### TASK REQUIREMENTS
Would you return the complete listing below word for word?

### INPUT
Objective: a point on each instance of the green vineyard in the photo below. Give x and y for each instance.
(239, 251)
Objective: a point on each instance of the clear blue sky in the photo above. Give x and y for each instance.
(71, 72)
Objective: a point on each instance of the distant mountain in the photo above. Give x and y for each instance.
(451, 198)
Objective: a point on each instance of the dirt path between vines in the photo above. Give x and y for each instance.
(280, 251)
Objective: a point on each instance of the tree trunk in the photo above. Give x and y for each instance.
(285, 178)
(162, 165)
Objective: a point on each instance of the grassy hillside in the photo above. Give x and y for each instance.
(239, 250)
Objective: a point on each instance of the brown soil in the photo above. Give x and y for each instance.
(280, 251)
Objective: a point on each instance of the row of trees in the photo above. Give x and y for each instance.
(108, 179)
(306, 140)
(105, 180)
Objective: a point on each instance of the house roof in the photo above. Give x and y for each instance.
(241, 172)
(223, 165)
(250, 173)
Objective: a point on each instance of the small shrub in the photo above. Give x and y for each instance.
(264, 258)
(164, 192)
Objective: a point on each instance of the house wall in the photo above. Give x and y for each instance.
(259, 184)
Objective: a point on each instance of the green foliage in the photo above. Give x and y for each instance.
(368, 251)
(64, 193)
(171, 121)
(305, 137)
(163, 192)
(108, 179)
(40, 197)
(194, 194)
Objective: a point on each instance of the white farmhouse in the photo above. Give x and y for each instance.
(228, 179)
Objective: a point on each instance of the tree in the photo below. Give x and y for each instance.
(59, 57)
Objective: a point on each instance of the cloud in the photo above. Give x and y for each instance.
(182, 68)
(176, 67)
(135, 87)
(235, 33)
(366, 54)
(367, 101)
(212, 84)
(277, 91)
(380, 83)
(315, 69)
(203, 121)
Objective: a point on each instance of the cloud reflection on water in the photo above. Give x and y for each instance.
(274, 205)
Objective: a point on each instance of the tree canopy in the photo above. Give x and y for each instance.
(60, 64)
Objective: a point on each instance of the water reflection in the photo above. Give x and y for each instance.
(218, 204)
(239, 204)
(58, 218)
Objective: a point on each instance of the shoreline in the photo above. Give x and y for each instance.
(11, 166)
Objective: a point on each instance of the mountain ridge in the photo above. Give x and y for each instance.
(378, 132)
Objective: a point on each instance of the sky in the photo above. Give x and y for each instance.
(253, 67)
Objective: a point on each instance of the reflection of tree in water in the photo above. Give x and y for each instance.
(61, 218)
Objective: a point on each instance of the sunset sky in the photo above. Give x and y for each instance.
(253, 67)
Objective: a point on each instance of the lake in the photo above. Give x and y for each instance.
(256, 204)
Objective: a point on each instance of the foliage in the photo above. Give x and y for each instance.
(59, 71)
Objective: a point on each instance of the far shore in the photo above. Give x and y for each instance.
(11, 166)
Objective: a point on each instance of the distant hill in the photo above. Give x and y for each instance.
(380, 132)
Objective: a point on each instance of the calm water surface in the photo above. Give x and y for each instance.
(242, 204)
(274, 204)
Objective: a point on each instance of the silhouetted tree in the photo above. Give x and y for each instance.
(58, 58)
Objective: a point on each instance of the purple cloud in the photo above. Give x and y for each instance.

### YOUR SOLUTION
Objective: a point on each instance of the green vineyard in the photo below. Give x and y for each instance.
(239, 251)
Objective: a point on each instance of the clear blue sky in the photo above. Give x and y for each instance.
(71, 72)
Objective: a point on each instance of the distant mountain in the photo above. Give x and y for each instance.
(451, 198)
Objective: a point on each instance of the dirt path between vines in the photo above. Give x and y for each instance.
(280, 251)
Objective: a point on each instance of the tree trunk in the photo above. Give x and y for each instance.
(285, 178)
(162, 165)
Objective: a point on each instance of the grassy hillside in the photo above. Give x and y for each instance.
(239, 250)
Objective: a point on each instance of the brown soil in the photo above. Give x and y for each instance.
(280, 251)
Objective: a point on each instance of the row of trees in the photo above. Give x and y for each instance.
(108, 179)
(306, 140)
(105, 180)
Objective: a point on each instance of the house roof in the photo above. Give x and y for each instance.
(241, 172)
(223, 165)
(250, 173)
Objective: a point on each instance of the small shrub in the photo above. Give x and y for each instance.
(264, 258)
(164, 192)
Objective: a point on each instance of the house wall in the photo above. Give x and y for each instance.
(259, 184)
Objective: a point on each instance of the green foliage in the photo above. Give x and y for each instance.
(368, 251)
(64, 193)
(171, 121)
(305, 137)
(163, 192)
(108, 179)
(40, 197)
(194, 194)
Objective: a point on each instance of the white farmhouse in the photo above. Give x and y for each instance.
(228, 179)
Objective: a point on each instance of the tree in the photo below. Give x and y for each instance.
(59, 57)
Objective: a point on each instance of the cloud in the photo above. Give x and y for each instance.
(182, 68)
(176, 67)
(135, 87)
(235, 33)
(366, 54)
(367, 101)
(212, 84)
(277, 91)
(380, 83)
(315, 69)
(203, 121)
Objective: a point on each instance of the cloud reflection on water in the photo above. Give x and y for each instance.
(274, 205)
Objective: a point on each instance of the tree canopy in the photo above. Give x and y for each instance.
(60, 64)
Objective: a point on each instance of the water reflection in the photo above. Give x and y for each instance.
(218, 204)
(239, 204)
(58, 218)
Objective: a point on each instance of the shoreline in the photo above. Give x and y for each instance.
(11, 166)
Objective: a point on each instance of the mountain ridge in the photo above. Give x and y for each instance.
(378, 132)
Objective: a point on each instance of the sky in the photo above. Give x and y for each instance.
(253, 67)
Objective: a point on each instance of the reflection of tree in water in the photo above. Give x and y for each instance.
(61, 218)
Objective: a point on each instance of the sunset sky in the photo above. Give x and y for each instance.
(253, 67)
Objective: a point on each instance of the lake in the photo above. Give x and y for each instance.
(256, 204)
Objective: a point on each instance of the foliage in the photo above. Give x and y for each instance.
(59, 71)
Objective: a point on each instance of the far shore in the photo above. Give x and y for each instance.
(11, 166)
Objective: a point on each instance of the distant hill in the photo above. Give x and y for each instance.
(380, 132)
Objective: a point on each instance of the calm water surface in the photo above. Give x and y for each instance.
(242, 204)
(274, 204)
Objective: a point on each instance of the silhouetted tree in the photo above. Give x and y for each instance.
(58, 58)
Objective: a point on each instance of the purple cloud in the photo above. Give x and y for each instance.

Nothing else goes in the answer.